Reading passage:
▬▬▬▬▬▬

Alan Henning (15 August 1967 – ) was an English taxicab driver-turned-volunteer humanitarian aid worker. He was the fourth Western hostage killed by Islamic State of Iraq and the Levant (ISIL) whose killing was publicised in a beheading video.

Henning was captured during ISIL's occupation of the Syrian city of Al-Dana in December 2013. He was there helping provide humanitarian relief. The British Foreign Office withheld news of Henning's capture while it attempted to negotiate his release.

Local colleagues warned Henning not to cross the border into Syria, but he said he wanted to make sure the supplies were delivered safely.

When he was captured, Henning was a driver for the Worcester-based charity Al-Fatiha Global . Henning was shown at the end of David Cawthorne Haines's execution video, released on 13 September 2014, and was referred to as being the next victim by Mohammed Emwazi, the media described as "Jihadi John" of the ISIL cell described as The Beatles. A video of Henning's beheading was released on 3 October 2014. In an al-Qaeda magazine interview, spokesman Adam Gadahn condemned the beheading. After his murder, British Prime Minister David Cameron ordered MI5, MI6, and GCHQ to track and kill or capture the killer. Emwazi was killed in an American drone strike in 2015.

Early life
Henning was a taxi driver in Salford, Greater Manchester, in North West England before he travelled to Syria in December 2013 to be a volunteer aid worker. He lived in Eccles, Greater Manchester. There has also been a fundraising page set up to help his family.

He was married to Barbara, and had two children, Lucy and Adam.

Kidnapping
In December 2013, Henning was part of a team of volunteers delivering goods and funds to people affected by Syria's civil war. He was abducted on 26 December 2013 by masked gunmen, according to other people in his aid convoy.

Beheading
A video released on 3 October 2014 shows his apparent beheading; the executioner blames it on the UK for its joining the U.S.-led bombing campaign against ISIS.

Before he is beheaded, Henning appears on camera, handcuffed behind his back and in a kneeling position, next to a knife-wielding masked man (Jihadi John, of the ISIL cell known as The Beatles). Henning speaks, referencing the British Parliament's decision to participate in a coalition of countries, such as the United States, that have banded together to bomb the Islamic State in Iraq and Syria.

The end of the video shows American aid worker Peter Kassig, and a threat to his life.

Reactions
Prime Minister David Cameron condemned the killing as "absolutely appalling" and "completely unforgivable" and vowed to do everything to defeat ISIL. He described Henning as a man of great peace, kindness and gentleness, saying: "He went with many Muslim friends out to do no more than simply help other people. His Muslim friends will be mourning him at this special time of Eid and the whole country is mourning with them."

▬▬▬▬▬▬

Listed records:

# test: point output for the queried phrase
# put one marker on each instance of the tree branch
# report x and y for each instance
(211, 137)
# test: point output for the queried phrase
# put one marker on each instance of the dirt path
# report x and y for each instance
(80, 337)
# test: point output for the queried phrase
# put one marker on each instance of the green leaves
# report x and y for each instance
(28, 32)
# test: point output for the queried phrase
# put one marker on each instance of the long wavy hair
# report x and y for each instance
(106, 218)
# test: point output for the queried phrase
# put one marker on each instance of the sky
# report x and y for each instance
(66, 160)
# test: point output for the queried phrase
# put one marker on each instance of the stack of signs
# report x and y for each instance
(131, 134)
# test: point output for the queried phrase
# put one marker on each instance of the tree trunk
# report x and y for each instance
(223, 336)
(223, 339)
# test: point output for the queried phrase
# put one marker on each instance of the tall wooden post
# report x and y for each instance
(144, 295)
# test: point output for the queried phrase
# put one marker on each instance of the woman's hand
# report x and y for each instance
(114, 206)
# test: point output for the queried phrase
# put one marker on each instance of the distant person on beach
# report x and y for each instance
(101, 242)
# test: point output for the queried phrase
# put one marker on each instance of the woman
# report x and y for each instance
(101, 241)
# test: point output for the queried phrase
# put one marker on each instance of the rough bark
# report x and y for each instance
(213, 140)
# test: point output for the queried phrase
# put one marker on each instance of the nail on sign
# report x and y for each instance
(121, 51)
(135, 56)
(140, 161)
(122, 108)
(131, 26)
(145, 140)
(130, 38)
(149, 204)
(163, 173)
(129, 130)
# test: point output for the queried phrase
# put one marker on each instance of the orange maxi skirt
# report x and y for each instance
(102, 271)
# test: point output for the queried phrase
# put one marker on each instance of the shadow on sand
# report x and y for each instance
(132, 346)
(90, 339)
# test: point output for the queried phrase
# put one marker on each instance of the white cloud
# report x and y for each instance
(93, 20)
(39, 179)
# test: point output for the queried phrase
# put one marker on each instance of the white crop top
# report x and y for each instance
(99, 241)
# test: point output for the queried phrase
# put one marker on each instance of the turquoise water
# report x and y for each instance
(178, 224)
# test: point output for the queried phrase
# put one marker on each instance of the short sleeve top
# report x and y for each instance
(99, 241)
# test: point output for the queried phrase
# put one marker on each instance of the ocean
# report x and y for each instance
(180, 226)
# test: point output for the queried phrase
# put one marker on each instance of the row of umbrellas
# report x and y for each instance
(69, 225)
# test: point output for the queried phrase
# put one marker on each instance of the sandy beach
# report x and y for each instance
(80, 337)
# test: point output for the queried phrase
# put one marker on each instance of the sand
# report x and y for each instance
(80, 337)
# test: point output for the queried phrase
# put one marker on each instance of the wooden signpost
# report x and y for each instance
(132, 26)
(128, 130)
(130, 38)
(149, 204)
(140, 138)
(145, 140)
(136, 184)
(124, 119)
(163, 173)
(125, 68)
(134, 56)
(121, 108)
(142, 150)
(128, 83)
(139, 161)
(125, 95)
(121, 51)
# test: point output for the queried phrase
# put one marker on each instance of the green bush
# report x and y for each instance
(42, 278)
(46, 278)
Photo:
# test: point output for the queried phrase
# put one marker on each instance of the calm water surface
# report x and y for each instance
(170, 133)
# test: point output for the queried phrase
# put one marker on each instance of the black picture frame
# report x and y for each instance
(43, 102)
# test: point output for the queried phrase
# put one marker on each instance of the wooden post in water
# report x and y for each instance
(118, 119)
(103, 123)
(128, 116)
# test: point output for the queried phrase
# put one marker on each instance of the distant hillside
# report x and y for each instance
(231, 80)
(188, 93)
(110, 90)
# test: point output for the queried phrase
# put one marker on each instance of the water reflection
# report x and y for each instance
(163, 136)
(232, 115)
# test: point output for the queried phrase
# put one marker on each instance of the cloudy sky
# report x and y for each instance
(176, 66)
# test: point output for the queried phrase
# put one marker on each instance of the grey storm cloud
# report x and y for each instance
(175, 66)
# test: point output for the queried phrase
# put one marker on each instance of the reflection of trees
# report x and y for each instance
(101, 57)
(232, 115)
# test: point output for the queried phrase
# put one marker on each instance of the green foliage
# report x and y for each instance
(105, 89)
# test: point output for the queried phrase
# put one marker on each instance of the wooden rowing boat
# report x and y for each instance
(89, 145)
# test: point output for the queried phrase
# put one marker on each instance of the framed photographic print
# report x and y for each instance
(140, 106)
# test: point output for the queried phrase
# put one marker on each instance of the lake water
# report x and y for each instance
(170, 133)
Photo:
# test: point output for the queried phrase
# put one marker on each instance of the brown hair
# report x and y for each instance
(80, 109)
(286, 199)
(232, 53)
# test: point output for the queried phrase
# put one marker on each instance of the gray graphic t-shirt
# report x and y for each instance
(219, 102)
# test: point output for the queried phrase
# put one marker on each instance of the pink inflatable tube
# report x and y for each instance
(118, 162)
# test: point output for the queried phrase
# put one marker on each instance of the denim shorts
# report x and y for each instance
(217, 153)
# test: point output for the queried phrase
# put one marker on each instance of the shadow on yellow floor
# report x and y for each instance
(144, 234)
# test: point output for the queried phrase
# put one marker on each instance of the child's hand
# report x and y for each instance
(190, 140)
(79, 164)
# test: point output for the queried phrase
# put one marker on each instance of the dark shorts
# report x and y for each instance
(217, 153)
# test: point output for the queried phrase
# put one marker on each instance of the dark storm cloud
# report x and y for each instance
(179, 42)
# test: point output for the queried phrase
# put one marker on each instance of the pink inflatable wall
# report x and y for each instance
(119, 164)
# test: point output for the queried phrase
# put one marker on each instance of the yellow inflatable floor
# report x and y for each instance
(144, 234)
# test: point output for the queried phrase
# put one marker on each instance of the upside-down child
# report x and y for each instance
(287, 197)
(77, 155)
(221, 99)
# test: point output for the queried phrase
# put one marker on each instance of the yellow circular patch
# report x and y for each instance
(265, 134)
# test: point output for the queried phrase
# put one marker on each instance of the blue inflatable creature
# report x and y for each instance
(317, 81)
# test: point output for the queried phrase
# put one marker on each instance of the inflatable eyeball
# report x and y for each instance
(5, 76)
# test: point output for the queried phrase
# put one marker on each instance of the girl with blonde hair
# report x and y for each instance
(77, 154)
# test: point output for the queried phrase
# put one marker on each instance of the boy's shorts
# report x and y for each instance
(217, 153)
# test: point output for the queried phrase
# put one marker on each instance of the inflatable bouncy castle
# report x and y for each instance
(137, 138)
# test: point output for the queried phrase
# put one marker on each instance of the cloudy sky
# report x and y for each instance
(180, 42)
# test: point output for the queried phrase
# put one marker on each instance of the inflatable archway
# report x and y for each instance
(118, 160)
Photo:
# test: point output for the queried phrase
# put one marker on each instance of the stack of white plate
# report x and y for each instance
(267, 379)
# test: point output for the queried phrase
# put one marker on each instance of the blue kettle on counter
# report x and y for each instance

▬▬▬▬▬▬

What you are asked to do: Continue the article on Alan Henning, starting right after the David Cameron quote that ends it.

Answer for the task:
On 5 October 2014, prayers were said for Henning in churches across Bolton. The Bishop of Bolton Rt Rev Chris Edmondson said: "This is the most horrific, brutal and barbaric act. Leaders of Christian and Muslim faiths have universally condemned this act." Bolton Interfaith Council and Bolton Council of Mosques, who had held a vigil for Henning before news of his death, said they would continue to pray for him. A special service of remembrance was held at Eccles Parish Church, attended by Henning's widow. A memorial fund had been set up, by friend and fellow aid-worker Shameela Islam-Zulfiqar, with the aim of raising £20,000. By 9 October 2014, £30,000 had been raised by the Muslim community and would be used to help support Henning's family. A further memorial service was held on 12 October at the British Muslim Heritage Centre, organised by friends and humanitarian aid colleagues of Henning, attracting over 600 people.

On 7 October, former Guantánamo Bay detainee Moazzam Begg said that he had offered to intervene to help secure Henning's release.

The Salafi Muslims of the UK also condemned the murder of Alan Henning noting that ISIS has violated Islam's respect for covenants and that ISIS had also mistreated Henning and the Muslims captured along with him. While a London-based follower of Omar Bakri, Mizanur Rahman (aka Abu Baraa), justified the killing. Mizanur Rahman however was strongly criticised by Salafi Muslims.

On 15 October 2014, Labour MP Barbara Keeley, speaking during Prime Minister's Questions, called for a national honour to recognise Henning's sacrifice, and for support for his widow and children. David Cameron agreed and said he would look carefully at her suggestion.

On 1 April 2020, it was reported that the charity Henning had worked for failed in their duty to safeguard Henning and their other volunteers while working in Syria.

See also
 John Cantlie
 James Foley (journalist)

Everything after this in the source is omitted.